▶ **Task statement**: Filter the entries below, keeping every line that contains the word "panel". Copy those lines unchanged.

▶ **Pointing dataset entries**:
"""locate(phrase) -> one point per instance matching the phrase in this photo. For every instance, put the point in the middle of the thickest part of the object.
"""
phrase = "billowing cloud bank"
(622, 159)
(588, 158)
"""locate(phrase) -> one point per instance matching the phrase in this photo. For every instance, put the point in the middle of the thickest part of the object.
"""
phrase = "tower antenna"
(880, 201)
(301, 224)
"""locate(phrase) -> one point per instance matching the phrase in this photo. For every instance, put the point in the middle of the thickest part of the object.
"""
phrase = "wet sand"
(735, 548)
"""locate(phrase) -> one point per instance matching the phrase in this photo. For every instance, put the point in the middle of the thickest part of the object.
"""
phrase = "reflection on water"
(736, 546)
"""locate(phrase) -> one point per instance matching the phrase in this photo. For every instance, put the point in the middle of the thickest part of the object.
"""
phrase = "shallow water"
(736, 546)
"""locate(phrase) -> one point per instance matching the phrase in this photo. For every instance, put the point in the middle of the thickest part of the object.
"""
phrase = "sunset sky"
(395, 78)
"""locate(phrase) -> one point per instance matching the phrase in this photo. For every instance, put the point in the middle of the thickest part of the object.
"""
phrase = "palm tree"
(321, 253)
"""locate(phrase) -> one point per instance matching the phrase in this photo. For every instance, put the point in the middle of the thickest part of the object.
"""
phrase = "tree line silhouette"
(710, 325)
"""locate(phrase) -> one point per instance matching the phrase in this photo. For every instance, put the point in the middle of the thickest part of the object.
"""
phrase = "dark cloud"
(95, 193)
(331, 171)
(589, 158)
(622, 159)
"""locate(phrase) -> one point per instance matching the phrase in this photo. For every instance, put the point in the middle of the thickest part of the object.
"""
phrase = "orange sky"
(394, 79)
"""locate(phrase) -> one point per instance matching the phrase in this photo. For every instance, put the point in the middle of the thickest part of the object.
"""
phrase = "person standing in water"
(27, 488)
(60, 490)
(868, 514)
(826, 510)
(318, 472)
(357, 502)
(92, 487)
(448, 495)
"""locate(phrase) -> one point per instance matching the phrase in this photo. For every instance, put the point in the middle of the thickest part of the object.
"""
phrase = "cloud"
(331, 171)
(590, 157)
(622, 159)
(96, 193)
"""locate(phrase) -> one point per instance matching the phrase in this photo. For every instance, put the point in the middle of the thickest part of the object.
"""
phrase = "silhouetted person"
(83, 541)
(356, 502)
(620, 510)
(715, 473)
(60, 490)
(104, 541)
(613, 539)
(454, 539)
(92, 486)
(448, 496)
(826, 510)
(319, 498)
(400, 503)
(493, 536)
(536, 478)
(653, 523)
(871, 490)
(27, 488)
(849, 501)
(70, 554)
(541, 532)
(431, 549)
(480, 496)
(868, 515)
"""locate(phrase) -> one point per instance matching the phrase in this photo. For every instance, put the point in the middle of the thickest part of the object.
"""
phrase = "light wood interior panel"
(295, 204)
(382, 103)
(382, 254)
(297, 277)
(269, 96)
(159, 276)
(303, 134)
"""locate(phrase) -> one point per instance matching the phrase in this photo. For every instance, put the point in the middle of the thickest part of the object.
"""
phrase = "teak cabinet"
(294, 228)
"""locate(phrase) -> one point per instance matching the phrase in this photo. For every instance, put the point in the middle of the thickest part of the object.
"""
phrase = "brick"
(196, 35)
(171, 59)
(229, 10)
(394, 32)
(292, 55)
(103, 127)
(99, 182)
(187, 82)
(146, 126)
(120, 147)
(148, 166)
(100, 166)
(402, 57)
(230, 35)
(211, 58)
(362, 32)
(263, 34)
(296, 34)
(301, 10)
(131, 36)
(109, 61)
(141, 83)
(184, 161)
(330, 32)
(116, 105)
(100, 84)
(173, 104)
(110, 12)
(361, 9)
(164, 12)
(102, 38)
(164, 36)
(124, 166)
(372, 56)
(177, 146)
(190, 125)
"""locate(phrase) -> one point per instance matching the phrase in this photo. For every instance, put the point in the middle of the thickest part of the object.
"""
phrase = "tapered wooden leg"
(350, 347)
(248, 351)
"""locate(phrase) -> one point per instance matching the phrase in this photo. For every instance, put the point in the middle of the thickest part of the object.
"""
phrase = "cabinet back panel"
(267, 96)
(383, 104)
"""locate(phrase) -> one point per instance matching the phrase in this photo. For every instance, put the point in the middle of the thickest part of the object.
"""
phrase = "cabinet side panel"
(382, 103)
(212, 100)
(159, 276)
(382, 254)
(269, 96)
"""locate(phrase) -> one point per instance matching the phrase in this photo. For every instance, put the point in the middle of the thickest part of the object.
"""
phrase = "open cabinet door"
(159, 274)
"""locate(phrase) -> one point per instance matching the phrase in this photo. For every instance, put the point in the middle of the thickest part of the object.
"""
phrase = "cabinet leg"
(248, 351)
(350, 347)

▶ **Complete answer**:
phrase = "light wood interior panel"
phrase = "cabinet back panel"
phrase = "cabinet side panel"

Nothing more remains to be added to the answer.